:: PROVIDED INFORMATION

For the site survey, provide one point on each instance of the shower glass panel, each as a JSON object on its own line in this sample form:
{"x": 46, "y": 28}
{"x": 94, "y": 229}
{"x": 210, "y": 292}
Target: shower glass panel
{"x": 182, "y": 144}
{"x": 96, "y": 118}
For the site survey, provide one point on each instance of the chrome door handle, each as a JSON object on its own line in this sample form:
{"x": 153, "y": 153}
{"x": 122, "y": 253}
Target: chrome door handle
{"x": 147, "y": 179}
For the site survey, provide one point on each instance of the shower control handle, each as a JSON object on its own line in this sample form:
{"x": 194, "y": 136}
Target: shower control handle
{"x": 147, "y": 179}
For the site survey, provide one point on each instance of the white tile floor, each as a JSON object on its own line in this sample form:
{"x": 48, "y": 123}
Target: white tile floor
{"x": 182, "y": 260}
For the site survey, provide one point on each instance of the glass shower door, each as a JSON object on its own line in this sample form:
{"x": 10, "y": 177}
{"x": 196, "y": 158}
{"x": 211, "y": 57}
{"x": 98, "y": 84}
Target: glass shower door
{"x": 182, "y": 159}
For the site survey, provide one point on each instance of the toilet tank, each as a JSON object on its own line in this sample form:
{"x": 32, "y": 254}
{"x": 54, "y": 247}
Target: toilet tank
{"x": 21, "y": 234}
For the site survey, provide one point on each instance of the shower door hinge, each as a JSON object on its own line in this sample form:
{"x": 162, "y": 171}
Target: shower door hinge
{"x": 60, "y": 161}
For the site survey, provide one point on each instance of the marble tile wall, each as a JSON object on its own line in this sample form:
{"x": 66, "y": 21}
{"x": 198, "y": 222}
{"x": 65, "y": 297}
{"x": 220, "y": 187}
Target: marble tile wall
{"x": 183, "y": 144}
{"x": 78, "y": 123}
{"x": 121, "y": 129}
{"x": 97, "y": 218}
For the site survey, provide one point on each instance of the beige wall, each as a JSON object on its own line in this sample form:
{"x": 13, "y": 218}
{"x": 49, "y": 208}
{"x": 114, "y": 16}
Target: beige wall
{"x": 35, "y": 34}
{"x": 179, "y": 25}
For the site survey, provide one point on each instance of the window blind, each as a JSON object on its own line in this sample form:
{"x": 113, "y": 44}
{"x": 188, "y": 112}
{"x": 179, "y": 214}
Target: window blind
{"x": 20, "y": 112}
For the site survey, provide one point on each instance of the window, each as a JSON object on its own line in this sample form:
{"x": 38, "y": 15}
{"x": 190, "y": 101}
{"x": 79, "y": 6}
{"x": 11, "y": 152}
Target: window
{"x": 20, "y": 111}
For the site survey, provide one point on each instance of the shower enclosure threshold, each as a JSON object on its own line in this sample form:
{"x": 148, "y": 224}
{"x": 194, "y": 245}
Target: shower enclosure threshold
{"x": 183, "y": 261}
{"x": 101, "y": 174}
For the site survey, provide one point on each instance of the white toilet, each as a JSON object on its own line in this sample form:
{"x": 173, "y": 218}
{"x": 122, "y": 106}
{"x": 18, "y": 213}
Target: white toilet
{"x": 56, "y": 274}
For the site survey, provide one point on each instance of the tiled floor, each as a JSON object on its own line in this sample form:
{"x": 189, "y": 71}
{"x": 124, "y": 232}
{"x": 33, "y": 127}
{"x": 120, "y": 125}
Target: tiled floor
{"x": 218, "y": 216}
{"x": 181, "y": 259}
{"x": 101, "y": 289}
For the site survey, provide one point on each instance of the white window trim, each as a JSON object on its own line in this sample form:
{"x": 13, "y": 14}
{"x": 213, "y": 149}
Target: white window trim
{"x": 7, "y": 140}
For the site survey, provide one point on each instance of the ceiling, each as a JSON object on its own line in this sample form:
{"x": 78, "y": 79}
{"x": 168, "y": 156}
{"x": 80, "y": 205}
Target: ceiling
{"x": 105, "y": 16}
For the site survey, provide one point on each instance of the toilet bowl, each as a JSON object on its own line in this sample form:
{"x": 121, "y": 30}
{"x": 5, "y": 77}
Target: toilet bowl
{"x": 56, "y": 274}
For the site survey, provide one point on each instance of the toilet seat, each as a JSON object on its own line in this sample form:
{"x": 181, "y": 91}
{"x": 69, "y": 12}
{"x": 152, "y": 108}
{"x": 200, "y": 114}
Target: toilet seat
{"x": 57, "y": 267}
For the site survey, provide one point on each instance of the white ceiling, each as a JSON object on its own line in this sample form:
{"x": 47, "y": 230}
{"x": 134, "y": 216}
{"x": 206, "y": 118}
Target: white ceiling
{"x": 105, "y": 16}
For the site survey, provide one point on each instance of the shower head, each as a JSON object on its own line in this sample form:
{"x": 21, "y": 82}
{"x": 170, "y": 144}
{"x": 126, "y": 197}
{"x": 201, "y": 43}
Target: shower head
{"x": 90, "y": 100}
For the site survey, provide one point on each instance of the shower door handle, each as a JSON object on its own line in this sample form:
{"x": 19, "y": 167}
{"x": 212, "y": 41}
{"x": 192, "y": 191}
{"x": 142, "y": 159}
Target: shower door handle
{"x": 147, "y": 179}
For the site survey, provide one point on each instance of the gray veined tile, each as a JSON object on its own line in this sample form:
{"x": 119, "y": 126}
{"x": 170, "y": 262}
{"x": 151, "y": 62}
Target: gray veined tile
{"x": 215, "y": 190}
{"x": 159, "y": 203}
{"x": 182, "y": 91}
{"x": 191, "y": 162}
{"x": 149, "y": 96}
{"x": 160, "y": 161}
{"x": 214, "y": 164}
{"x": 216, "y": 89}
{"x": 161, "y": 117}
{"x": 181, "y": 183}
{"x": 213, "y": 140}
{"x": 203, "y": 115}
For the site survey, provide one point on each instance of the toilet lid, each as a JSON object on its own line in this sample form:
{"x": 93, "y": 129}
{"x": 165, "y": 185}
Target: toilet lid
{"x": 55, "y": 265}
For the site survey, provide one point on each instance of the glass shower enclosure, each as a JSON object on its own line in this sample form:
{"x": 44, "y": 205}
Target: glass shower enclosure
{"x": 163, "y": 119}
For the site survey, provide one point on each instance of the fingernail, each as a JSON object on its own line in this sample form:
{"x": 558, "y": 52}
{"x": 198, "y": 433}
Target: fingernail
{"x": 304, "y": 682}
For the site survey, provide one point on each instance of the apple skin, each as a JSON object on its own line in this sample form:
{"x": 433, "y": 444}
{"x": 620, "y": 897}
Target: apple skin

::::

ASSIGNED TASK:
The answer should be the complete set of records, printed exactly.

WRITTEN SOLUTION:
For the site survey, provide one point on each instance of the shower glass panel, each as a JSON object on its own line in this sample form:
{"x": 46, "y": 28}
{"x": 94, "y": 229}
{"x": 210, "y": 292}
Target: shower glass panel
{"x": 182, "y": 144}
{"x": 96, "y": 118}
For the site survey, provide one point on each instance of the chrome door handle, each as a JSON object on its own line in this sample form:
{"x": 153, "y": 153}
{"x": 122, "y": 253}
Target: chrome door handle
{"x": 147, "y": 179}
For the site survey, provide one point on each instance of the shower control handle, each as a JSON object on its own line in this sample form:
{"x": 194, "y": 136}
Target: shower control handle
{"x": 147, "y": 179}
For the site survey, provide one point on each instance of the white tile floor, each as a JSON object on its own line in this sample form:
{"x": 48, "y": 123}
Target: white tile floor
{"x": 182, "y": 260}
For the site survey, provide one point on each instance of the glass shower door, each as a JSON object on its own line in this sample form:
{"x": 10, "y": 177}
{"x": 196, "y": 158}
{"x": 211, "y": 57}
{"x": 98, "y": 84}
Target: glass shower door
{"x": 182, "y": 159}
For the site survey, provide one point on each instance of the toilet tank, each as a JSON object on its own line in this sample form:
{"x": 32, "y": 254}
{"x": 54, "y": 247}
Target: toilet tank
{"x": 21, "y": 234}
For the site survey, provide one point on each instance of the shower door hinge, each as a JSON object on its own line in this sample form:
{"x": 162, "y": 171}
Target: shower door hinge
{"x": 60, "y": 161}
For the site survey, provide one point on each instance of the marble tile wall, each as a JSON object on its own line in this sample form:
{"x": 66, "y": 21}
{"x": 198, "y": 222}
{"x": 65, "y": 297}
{"x": 220, "y": 187}
Target: marble tile wall
{"x": 183, "y": 144}
{"x": 78, "y": 123}
{"x": 121, "y": 129}
{"x": 97, "y": 218}
For the site survey, provide one point on each instance of the beige wall, each as a JSON object on its own line in this sample form:
{"x": 13, "y": 218}
{"x": 49, "y": 208}
{"x": 114, "y": 16}
Target: beige wall
{"x": 35, "y": 34}
{"x": 179, "y": 25}
For the site survey, provide one point on each instance of the window blind, each as a JSON object on its own line in this sample form:
{"x": 113, "y": 44}
{"x": 188, "y": 112}
{"x": 179, "y": 214}
Target: window blind
{"x": 20, "y": 112}
For the site survey, provide one point on each instance of the window, each as a JSON object on its own line in this sample form:
{"x": 38, "y": 15}
{"x": 190, "y": 101}
{"x": 79, "y": 6}
{"x": 11, "y": 152}
Target: window
{"x": 20, "y": 111}
For the site survey, provide one point on each instance of the shower enclosure threshold, each as a JSON object on its own line in this sample form:
{"x": 148, "y": 224}
{"x": 194, "y": 245}
Target: shower enclosure threshold
{"x": 183, "y": 261}
{"x": 101, "y": 174}
For the site survey, provide one point on each instance of the white toilet, each as a JSON object on its own line in this sample form:
{"x": 173, "y": 218}
{"x": 122, "y": 106}
{"x": 18, "y": 213}
Target: white toilet
{"x": 56, "y": 274}
For the site survey, provide one point on each instance of the tiled floor, each as a JSON object on its own line in this sample form:
{"x": 189, "y": 71}
{"x": 124, "y": 232}
{"x": 33, "y": 127}
{"x": 120, "y": 125}
Target: tiled floor
{"x": 218, "y": 216}
{"x": 181, "y": 259}
{"x": 101, "y": 289}
For the site survey, provide one point on each instance of the white window trim, each as a JSON object on its own line in this sample form:
{"x": 13, "y": 14}
{"x": 213, "y": 149}
Target: white window trim
{"x": 7, "y": 140}
For the site survey, provide one point on each instance of the ceiling, each as a JSON object on its own line in this sample form:
{"x": 78, "y": 79}
{"x": 168, "y": 156}
{"x": 80, "y": 205}
Target: ceiling
{"x": 105, "y": 16}
For the site survey, provide one point on each instance of the toilet bowl, each as a JSON object on its own line in this sample form:
{"x": 121, "y": 30}
{"x": 5, "y": 77}
Target: toilet bowl
{"x": 56, "y": 274}
For the site survey, provide one point on each instance of the toilet seat, each as a JSON object on its own line in this sample form:
{"x": 181, "y": 91}
{"x": 69, "y": 12}
{"x": 152, "y": 108}
{"x": 200, "y": 114}
Target: toilet seat
{"x": 57, "y": 267}
For the site survey, provide one point on each instance of the white ceiling, each as a JSON object on its own line in this sample form:
{"x": 47, "y": 230}
{"x": 134, "y": 216}
{"x": 206, "y": 118}
Target: white ceiling
{"x": 105, "y": 16}
For the site survey, provide one point on each instance of the shower head, each as a JSON object on its own line in this sample form:
{"x": 21, "y": 82}
{"x": 170, "y": 144}
{"x": 126, "y": 197}
{"x": 201, "y": 43}
Target: shower head
{"x": 90, "y": 100}
For the site survey, provide one point on each instance of the shower door handle, each as a JSON object on its own line in this sample form:
{"x": 19, "y": 167}
{"x": 212, "y": 41}
{"x": 192, "y": 191}
{"x": 142, "y": 159}
Target: shower door handle
{"x": 147, "y": 179}
For the site survey, provide one point on each instance of the gray veined tile, each as a JSON object on its own line in this sample form:
{"x": 119, "y": 126}
{"x": 170, "y": 262}
{"x": 151, "y": 62}
Target: gray veined tile
{"x": 215, "y": 190}
{"x": 159, "y": 203}
{"x": 182, "y": 91}
{"x": 191, "y": 162}
{"x": 149, "y": 96}
{"x": 160, "y": 161}
{"x": 214, "y": 164}
{"x": 216, "y": 89}
{"x": 161, "y": 117}
{"x": 181, "y": 183}
{"x": 213, "y": 140}
{"x": 203, "y": 115}
For the site survey, provide one point on each instance of the toilet lid, each as a JSON object on its own line in this sample form:
{"x": 93, "y": 129}
{"x": 165, "y": 185}
Target: toilet lid
{"x": 55, "y": 265}
For the site survey, provide one point on each instance of the glass shower enclosure, each as a JSON object on its own line in this sample form:
{"x": 44, "y": 205}
Target: glass shower enclosure
{"x": 163, "y": 119}
For the site survey, provide one point on each instance of the fingernail, each as a JSON object on its own line in this sample form:
{"x": 558, "y": 52}
{"x": 198, "y": 433}
Target: fingernail
{"x": 304, "y": 682}
For the site survey, provide one point on each instance of the apple skin, each as a JSON object on its own line in this sample form:
{"x": 433, "y": 444}
{"x": 620, "y": 897}
Target: apple skin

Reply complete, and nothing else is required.